THE INPUT
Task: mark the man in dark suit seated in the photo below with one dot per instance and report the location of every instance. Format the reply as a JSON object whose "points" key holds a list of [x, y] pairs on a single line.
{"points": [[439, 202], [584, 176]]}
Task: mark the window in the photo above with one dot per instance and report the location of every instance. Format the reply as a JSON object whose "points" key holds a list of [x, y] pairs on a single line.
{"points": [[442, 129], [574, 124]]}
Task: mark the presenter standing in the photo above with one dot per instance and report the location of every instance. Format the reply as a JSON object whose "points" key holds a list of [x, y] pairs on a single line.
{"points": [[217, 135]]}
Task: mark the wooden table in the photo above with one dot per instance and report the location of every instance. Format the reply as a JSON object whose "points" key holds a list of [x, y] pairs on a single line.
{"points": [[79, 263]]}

DESCRIPTION OF THE TASK
Revise the listing from the line that has "Task: mark the wooden" through the end, replacing "wooden table" with "round table" and changing nothing else.

THE OUTPUT
Task: mark the round table in the photo above with one dot per instance and report the location of every instance. Format the reply as a JSON object whose "points" key holds a list of [x, y] pairs on a single line.
{"points": [[79, 263]]}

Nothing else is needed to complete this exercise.